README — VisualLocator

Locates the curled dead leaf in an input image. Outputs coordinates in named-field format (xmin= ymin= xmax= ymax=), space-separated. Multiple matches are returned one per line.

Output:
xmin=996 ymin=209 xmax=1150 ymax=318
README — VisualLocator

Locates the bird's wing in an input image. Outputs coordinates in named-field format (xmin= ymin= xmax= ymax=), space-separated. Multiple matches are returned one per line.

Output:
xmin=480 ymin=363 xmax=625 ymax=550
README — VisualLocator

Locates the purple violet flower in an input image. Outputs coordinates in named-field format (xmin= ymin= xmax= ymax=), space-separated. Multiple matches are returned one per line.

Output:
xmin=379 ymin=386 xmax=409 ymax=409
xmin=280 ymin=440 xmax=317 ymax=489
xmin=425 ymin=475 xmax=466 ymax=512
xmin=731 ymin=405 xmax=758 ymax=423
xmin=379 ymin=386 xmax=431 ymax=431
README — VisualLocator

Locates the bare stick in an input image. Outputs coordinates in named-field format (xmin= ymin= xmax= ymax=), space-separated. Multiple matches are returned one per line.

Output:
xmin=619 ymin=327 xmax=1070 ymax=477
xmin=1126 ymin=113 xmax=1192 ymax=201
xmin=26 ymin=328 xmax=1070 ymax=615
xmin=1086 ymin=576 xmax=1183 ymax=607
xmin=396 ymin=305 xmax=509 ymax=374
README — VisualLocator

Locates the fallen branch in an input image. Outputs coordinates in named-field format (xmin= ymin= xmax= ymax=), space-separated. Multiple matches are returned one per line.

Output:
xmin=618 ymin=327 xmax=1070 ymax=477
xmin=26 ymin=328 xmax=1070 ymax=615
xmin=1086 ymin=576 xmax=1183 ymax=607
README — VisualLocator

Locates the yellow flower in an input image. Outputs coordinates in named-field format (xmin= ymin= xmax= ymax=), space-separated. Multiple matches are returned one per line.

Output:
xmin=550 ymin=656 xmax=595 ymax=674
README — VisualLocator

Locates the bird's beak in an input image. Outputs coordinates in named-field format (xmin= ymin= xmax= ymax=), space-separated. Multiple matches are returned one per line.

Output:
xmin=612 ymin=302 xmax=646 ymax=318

• • • •

Output each record precisely as given.

| Result of this exercise |
README — VisualLocator

Locates the curled dead leaf in an input image. Outputs coordinates in named-field format (xmin= ymin= xmax= ymax=), space-separated. Multiple matches are returned one per line.

Output:
xmin=996 ymin=209 xmax=1150 ymax=318
README — VisualLocator

Locates the bird's wing in an input image. Outputs coordinates in named-field format (xmin= ymin= xmax= ymax=), space-separated. Multiple matches are returned one per line.

Output:
xmin=480 ymin=363 xmax=625 ymax=550
README — VisualLocator

Locates the purple violet flower in an input image. Outputs coordinates in named-field format (xmin= ymin= xmax= ymax=), space-separated. Multiple matches are returned one per line.

Output:
xmin=379 ymin=386 xmax=409 ymax=409
xmin=280 ymin=440 xmax=317 ymax=489
xmin=425 ymin=475 xmax=466 ymax=512
xmin=731 ymin=405 xmax=758 ymax=423
xmin=379 ymin=386 xmax=431 ymax=431
README — VisualLocator

Locates the bare stick in an input image. Outputs coordinates in named-field format (xmin= ymin= xmax= ymax=), space-separated. Multiple matches are returned one per line.

Output:
xmin=619 ymin=327 xmax=1070 ymax=477
xmin=1126 ymin=113 xmax=1192 ymax=201
xmin=26 ymin=328 xmax=1070 ymax=615
xmin=1086 ymin=576 xmax=1183 ymax=607
xmin=396 ymin=305 xmax=509 ymax=374
README — VisualLocator

Locates the fallen branch in an input image. Outputs coordinates in named-field format (xmin= ymin= xmax= ymax=), space-separated. Multiple matches are returned one per line.

Output:
xmin=618 ymin=327 xmax=1070 ymax=477
xmin=26 ymin=328 xmax=1070 ymax=615
xmin=1086 ymin=576 xmax=1183 ymax=607
README — VisualLocator

Locates the yellow flower in an input image. Outputs coordinates in named-field format (xmin= ymin= xmax= ymax=), space-separated. Multiple matches are returned one per line.

Output:
xmin=550 ymin=656 xmax=595 ymax=674
README — VisualLocator

Locates the bird's beak in an input image. Outputs coordinates in named-field format (xmin= ymin= xmax= ymax=), space-separated. Multiple matches are returned one per line.

Output:
xmin=612 ymin=302 xmax=646 ymax=318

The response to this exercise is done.